3. Results and Discussion

3.1. Structure and Morphology

The crystalline structure of both the MoS2/MCHS and MCHS structures was evaluated with XRD (Figure 1a). The broad diffraction at around 2θ = 20–30° corresponds to amorphous carbon characteristic peaks of MCHS. Three typical diffraction peaks at 33°, 39°, and 58° can be attributed to the (100), (103), and (110) plans of the MoS2 phase (JCPDS 37–1492), respectively [37]. An invisible peak of the (002) plane (2θ = 14°) suggests the presence of “graphene-like” layers that are less than five layers. This result agrees with the results of HRTEM [38]. To determine the content of MoS2 in the MoS2/MCHS structures, a TGA test was performed from room temperature to 800 °C in air (Figure 1b). The MoO3 residue after TGA comes from the oxidation of MoS2, so the proportion of MoS2 in the MoS2/MCHS structures was approximately 17.5%.

Figure 1

(a) X-ray diffraction patterns of the MoS2/MCHS and MCHS structures. (b) Heat curve of MoS2/MCHS composite structure.

——————————

Prompt
List every crystal plane, given by its Miller indices, that the structure and morphology section mentions. The entries play no part in the task on this section.

——————————

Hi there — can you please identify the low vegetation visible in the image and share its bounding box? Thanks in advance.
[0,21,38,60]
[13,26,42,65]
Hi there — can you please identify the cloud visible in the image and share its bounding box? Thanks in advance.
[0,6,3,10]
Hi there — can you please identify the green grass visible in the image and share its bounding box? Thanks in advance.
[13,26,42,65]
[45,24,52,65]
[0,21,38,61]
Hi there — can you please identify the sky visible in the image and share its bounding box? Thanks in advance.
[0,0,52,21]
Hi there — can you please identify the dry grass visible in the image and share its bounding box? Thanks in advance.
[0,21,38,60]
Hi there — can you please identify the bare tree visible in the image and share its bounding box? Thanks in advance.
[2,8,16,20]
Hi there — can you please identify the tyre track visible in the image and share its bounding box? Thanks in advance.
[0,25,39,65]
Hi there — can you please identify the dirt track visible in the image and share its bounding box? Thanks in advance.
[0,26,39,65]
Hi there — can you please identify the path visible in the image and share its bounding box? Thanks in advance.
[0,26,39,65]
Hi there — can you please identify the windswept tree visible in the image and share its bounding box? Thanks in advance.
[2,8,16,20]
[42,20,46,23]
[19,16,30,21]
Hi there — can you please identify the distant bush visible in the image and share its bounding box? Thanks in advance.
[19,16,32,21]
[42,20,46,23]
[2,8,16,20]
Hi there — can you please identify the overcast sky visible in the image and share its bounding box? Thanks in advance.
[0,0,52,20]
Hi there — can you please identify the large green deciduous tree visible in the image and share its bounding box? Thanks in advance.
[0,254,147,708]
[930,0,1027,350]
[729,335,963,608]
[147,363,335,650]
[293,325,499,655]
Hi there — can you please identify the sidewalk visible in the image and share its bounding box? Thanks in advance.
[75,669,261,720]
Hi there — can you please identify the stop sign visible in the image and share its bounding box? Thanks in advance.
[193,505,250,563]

——————————

Written solution
(100), (103), (110), (002)